------ Input

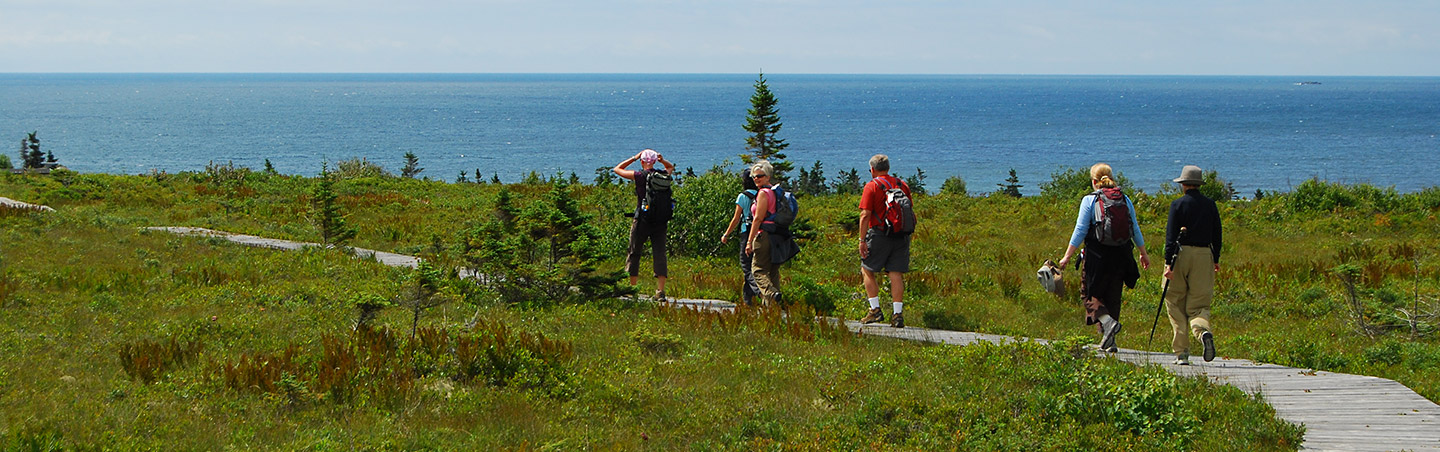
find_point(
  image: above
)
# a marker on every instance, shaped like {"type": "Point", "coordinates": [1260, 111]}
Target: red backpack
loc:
{"type": "Point", "coordinates": [1112, 219]}
{"type": "Point", "coordinates": [899, 216]}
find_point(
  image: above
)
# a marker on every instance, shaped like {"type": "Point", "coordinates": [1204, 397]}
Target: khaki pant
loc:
{"type": "Point", "coordinates": [765, 272]}
{"type": "Point", "coordinates": [1187, 300]}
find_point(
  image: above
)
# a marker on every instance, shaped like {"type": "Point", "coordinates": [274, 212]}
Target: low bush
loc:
{"type": "Point", "coordinates": [149, 360]}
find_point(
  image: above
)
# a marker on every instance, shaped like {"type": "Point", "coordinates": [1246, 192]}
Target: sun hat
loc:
{"type": "Point", "coordinates": [1190, 176]}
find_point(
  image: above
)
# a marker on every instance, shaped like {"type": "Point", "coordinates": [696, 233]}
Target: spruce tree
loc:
{"type": "Point", "coordinates": [763, 121]}
{"type": "Point", "coordinates": [333, 229]}
{"type": "Point", "coordinates": [1011, 186]}
{"type": "Point", "coordinates": [412, 166]}
{"type": "Point", "coordinates": [30, 153]}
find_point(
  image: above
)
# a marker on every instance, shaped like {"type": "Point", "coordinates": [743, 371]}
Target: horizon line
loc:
{"type": "Point", "coordinates": [838, 74]}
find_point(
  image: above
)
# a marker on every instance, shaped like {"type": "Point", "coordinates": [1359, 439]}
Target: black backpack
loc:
{"type": "Point", "coordinates": [658, 205]}
{"type": "Point", "coordinates": [897, 219]}
{"type": "Point", "coordinates": [746, 218]}
{"type": "Point", "coordinates": [1112, 222]}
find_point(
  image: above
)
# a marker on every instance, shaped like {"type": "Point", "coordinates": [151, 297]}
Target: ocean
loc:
{"type": "Point", "coordinates": [1266, 133]}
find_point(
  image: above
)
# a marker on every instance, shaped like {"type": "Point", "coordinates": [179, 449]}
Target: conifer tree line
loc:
{"type": "Point", "coordinates": [30, 154]}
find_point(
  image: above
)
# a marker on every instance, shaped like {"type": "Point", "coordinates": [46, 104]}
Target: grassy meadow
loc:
{"type": "Point", "coordinates": [120, 339]}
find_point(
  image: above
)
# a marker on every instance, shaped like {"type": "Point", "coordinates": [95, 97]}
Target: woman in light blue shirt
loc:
{"type": "Point", "coordinates": [1108, 261]}
{"type": "Point", "coordinates": [742, 218]}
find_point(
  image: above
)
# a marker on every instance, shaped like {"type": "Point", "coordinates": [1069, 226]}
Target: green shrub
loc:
{"type": "Point", "coordinates": [1314, 303]}
{"type": "Point", "coordinates": [359, 169]}
{"type": "Point", "coordinates": [658, 343]}
{"type": "Point", "coordinates": [1315, 195]}
{"type": "Point", "coordinates": [1387, 353]}
{"type": "Point", "coordinates": [703, 209]}
{"type": "Point", "coordinates": [946, 320]}
{"type": "Point", "coordinates": [1422, 356]}
{"type": "Point", "coordinates": [1217, 189]}
{"type": "Point", "coordinates": [821, 297]}
{"type": "Point", "coordinates": [1073, 183]}
{"type": "Point", "coordinates": [1132, 399]}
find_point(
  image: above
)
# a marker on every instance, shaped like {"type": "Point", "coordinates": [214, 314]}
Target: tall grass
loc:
{"type": "Point", "coordinates": [282, 323]}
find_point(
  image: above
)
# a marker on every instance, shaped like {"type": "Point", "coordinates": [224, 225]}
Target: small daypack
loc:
{"type": "Point", "coordinates": [1112, 218]}
{"type": "Point", "coordinates": [782, 212]}
{"type": "Point", "coordinates": [897, 219]}
{"type": "Point", "coordinates": [748, 218]}
{"type": "Point", "coordinates": [658, 205]}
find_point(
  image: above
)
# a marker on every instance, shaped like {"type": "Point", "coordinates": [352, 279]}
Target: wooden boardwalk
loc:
{"type": "Point", "coordinates": [1341, 412]}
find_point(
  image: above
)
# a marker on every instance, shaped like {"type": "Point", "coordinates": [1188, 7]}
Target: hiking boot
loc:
{"type": "Point", "coordinates": [874, 317]}
{"type": "Point", "coordinates": [1210, 346]}
{"type": "Point", "coordinates": [1108, 343]}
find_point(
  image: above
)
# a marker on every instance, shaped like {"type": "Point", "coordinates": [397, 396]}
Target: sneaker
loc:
{"type": "Point", "coordinates": [1108, 343]}
{"type": "Point", "coordinates": [874, 317]}
{"type": "Point", "coordinates": [1210, 346]}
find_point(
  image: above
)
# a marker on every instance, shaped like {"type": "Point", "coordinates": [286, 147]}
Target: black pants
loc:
{"type": "Point", "coordinates": [750, 288]}
{"type": "Point", "coordinates": [655, 233]}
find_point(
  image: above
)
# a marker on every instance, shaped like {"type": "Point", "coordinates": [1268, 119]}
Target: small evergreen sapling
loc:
{"type": "Point", "coordinates": [333, 229]}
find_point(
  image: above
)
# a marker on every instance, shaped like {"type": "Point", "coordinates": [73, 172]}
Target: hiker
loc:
{"type": "Point", "coordinates": [1191, 262]}
{"type": "Point", "coordinates": [653, 212]}
{"type": "Point", "coordinates": [1109, 229]}
{"type": "Point", "coordinates": [884, 243]}
{"type": "Point", "coordinates": [742, 218]}
{"type": "Point", "coordinates": [765, 272]}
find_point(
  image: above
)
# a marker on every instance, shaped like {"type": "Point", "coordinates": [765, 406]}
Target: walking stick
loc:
{"type": "Point", "coordinates": [1164, 288]}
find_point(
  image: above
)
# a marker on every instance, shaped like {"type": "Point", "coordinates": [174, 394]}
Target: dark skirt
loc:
{"type": "Point", "coordinates": [1106, 271]}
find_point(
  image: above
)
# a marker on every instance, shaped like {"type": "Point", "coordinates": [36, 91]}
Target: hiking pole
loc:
{"type": "Point", "coordinates": [1161, 305]}
{"type": "Point", "coordinates": [1164, 288]}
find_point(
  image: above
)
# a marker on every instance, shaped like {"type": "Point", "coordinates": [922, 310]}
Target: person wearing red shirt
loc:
{"type": "Point", "coordinates": [879, 251]}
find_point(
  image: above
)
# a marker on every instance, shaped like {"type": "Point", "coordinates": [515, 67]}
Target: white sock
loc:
{"type": "Point", "coordinates": [1106, 320]}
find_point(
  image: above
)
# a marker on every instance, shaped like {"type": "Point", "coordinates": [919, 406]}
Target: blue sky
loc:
{"type": "Point", "coordinates": [736, 36]}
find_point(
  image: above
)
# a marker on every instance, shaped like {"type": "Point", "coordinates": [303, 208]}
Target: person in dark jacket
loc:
{"type": "Point", "coordinates": [642, 229]}
{"type": "Point", "coordinates": [1191, 262]}
{"type": "Point", "coordinates": [1106, 268]}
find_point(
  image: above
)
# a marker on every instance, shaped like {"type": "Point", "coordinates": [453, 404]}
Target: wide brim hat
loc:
{"type": "Point", "coordinates": [1190, 176]}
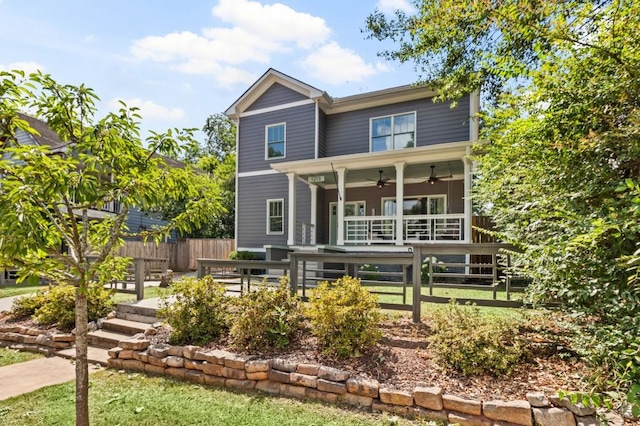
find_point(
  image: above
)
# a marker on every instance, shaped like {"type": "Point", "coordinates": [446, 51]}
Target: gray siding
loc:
{"type": "Point", "coordinates": [300, 138]}
{"type": "Point", "coordinates": [252, 208]}
{"type": "Point", "coordinates": [322, 134]}
{"type": "Point", "coordinates": [348, 133]}
{"type": "Point", "coordinates": [277, 94]}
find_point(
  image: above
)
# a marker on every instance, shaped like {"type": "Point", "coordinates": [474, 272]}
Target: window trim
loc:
{"type": "Point", "coordinates": [415, 129]}
{"type": "Point", "coordinates": [269, 201]}
{"type": "Point", "coordinates": [266, 141]}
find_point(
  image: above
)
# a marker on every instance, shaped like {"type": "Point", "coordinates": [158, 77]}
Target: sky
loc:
{"type": "Point", "coordinates": [181, 61]}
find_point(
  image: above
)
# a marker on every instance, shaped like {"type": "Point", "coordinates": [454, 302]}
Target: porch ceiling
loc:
{"type": "Point", "coordinates": [364, 167]}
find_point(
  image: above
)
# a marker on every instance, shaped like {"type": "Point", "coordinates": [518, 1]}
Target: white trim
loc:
{"type": "Point", "coordinates": [266, 141]}
{"type": "Point", "coordinates": [415, 130]}
{"type": "Point", "coordinates": [269, 201]}
{"type": "Point", "coordinates": [449, 151]}
{"type": "Point", "coordinates": [276, 108]}
{"type": "Point", "coordinates": [317, 131]}
{"type": "Point", "coordinates": [237, 178]}
{"type": "Point", "coordinates": [256, 172]}
{"type": "Point", "coordinates": [474, 110]}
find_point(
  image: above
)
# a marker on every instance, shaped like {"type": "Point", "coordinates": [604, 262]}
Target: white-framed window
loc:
{"type": "Point", "coordinates": [393, 132]}
{"type": "Point", "coordinates": [416, 205]}
{"type": "Point", "coordinates": [275, 216]}
{"type": "Point", "coordinates": [275, 141]}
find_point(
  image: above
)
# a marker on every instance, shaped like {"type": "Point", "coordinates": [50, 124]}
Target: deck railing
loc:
{"type": "Point", "coordinates": [416, 228]}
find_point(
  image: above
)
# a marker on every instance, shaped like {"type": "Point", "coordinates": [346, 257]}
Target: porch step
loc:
{"type": "Point", "coordinates": [136, 313]}
{"type": "Point", "coordinates": [95, 355]}
{"type": "Point", "coordinates": [124, 326]}
{"type": "Point", "coordinates": [106, 339]}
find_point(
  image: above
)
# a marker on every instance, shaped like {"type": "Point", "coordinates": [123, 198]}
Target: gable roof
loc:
{"type": "Point", "coordinates": [328, 104]}
{"type": "Point", "coordinates": [267, 80]}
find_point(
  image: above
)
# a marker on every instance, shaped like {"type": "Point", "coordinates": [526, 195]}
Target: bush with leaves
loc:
{"type": "Point", "coordinates": [55, 305]}
{"type": "Point", "coordinates": [466, 341]}
{"type": "Point", "coordinates": [344, 317]}
{"type": "Point", "coordinates": [266, 317]}
{"type": "Point", "coordinates": [197, 310]}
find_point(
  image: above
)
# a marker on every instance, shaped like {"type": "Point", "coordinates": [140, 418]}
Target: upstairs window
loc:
{"type": "Point", "coordinates": [275, 141]}
{"type": "Point", "coordinates": [393, 132]}
{"type": "Point", "coordinates": [275, 216]}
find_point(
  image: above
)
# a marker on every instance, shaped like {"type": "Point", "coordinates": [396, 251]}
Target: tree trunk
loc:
{"type": "Point", "coordinates": [82, 363]}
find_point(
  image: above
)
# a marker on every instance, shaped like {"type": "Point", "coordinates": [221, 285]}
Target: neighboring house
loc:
{"type": "Point", "coordinates": [313, 170]}
{"type": "Point", "coordinates": [136, 220]}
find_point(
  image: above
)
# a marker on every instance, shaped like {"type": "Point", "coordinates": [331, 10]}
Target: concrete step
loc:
{"type": "Point", "coordinates": [106, 339]}
{"type": "Point", "coordinates": [95, 355]}
{"type": "Point", "coordinates": [136, 318]}
{"type": "Point", "coordinates": [125, 326]}
{"type": "Point", "coordinates": [133, 308]}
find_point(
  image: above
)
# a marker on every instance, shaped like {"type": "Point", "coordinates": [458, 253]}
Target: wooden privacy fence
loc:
{"type": "Point", "coordinates": [182, 254]}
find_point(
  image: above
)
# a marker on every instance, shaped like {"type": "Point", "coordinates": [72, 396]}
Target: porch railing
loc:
{"type": "Point", "coordinates": [382, 229]}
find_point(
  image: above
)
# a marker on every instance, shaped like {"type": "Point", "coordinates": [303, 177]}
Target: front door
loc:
{"type": "Point", "coordinates": [350, 209]}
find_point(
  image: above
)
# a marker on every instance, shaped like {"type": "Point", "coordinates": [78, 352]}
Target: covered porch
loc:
{"type": "Point", "coordinates": [392, 198]}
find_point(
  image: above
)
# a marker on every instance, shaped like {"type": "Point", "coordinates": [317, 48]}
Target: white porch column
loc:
{"type": "Point", "coordinates": [468, 206]}
{"type": "Point", "coordinates": [291, 238]}
{"type": "Point", "coordinates": [314, 213]}
{"type": "Point", "coordinates": [399, 203]}
{"type": "Point", "coordinates": [341, 193]}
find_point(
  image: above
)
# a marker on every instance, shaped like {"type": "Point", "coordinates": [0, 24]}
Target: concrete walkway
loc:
{"type": "Point", "coordinates": [24, 377]}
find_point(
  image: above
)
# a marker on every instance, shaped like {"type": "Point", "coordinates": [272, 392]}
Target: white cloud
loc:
{"type": "Point", "coordinates": [256, 32]}
{"type": "Point", "coordinates": [390, 6]}
{"type": "Point", "coordinates": [335, 65]}
{"type": "Point", "coordinates": [148, 109]}
{"type": "Point", "coordinates": [276, 22]}
{"type": "Point", "coordinates": [27, 67]}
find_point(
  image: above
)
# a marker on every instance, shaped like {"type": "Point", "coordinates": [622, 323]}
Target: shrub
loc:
{"type": "Point", "coordinates": [344, 317]}
{"type": "Point", "coordinates": [197, 310]}
{"type": "Point", "coordinates": [266, 317]}
{"type": "Point", "coordinates": [466, 341]}
{"type": "Point", "coordinates": [56, 305]}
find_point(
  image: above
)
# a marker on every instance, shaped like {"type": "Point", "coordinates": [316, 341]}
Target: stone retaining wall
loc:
{"type": "Point", "coordinates": [280, 377]}
{"type": "Point", "coordinates": [34, 339]}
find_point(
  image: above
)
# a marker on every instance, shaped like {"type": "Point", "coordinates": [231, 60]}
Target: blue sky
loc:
{"type": "Point", "coordinates": [181, 61]}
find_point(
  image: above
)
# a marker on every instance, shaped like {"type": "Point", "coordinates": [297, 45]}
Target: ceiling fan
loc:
{"type": "Point", "coordinates": [433, 178]}
{"type": "Point", "coordinates": [382, 181]}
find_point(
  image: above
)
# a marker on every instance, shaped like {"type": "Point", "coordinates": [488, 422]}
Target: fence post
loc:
{"type": "Point", "coordinates": [293, 273]}
{"type": "Point", "coordinates": [139, 276]}
{"type": "Point", "coordinates": [417, 280]}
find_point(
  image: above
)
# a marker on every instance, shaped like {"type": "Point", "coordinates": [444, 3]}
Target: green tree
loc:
{"type": "Point", "coordinates": [47, 195]}
{"type": "Point", "coordinates": [561, 173]}
{"type": "Point", "coordinates": [217, 158]}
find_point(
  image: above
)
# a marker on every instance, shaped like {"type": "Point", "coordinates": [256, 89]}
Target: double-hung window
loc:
{"type": "Point", "coordinates": [275, 216]}
{"type": "Point", "coordinates": [393, 132]}
{"type": "Point", "coordinates": [276, 141]}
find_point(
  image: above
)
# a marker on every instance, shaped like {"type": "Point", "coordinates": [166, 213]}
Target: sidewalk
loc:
{"type": "Point", "coordinates": [24, 377]}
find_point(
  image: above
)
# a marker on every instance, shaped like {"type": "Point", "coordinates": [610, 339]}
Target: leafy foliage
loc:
{"type": "Point", "coordinates": [55, 305]}
{"type": "Point", "coordinates": [560, 175]}
{"type": "Point", "coordinates": [344, 317]}
{"type": "Point", "coordinates": [466, 341]}
{"type": "Point", "coordinates": [197, 310]}
{"type": "Point", "coordinates": [267, 317]}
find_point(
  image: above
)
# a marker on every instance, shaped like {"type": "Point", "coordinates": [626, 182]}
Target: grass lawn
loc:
{"type": "Point", "coordinates": [126, 399]}
{"type": "Point", "coordinates": [11, 356]}
{"type": "Point", "coordinates": [9, 290]}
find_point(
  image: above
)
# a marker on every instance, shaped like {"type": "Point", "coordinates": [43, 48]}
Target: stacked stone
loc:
{"type": "Point", "coordinates": [302, 380]}
{"type": "Point", "coordinates": [34, 340]}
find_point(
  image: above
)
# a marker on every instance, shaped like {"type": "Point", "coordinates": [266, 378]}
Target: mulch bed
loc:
{"type": "Point", "coordinates": [402, 361]}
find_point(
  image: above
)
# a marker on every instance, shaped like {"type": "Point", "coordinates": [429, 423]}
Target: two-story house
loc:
{"type": "Point", "coordinates": [373, 171]}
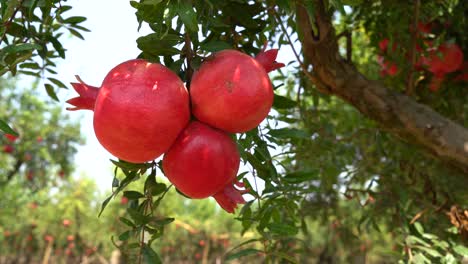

------------

What needs to be done >> How many lines in the items above contain the string "stone"? Reply with the number alone.

Response to the task >> 2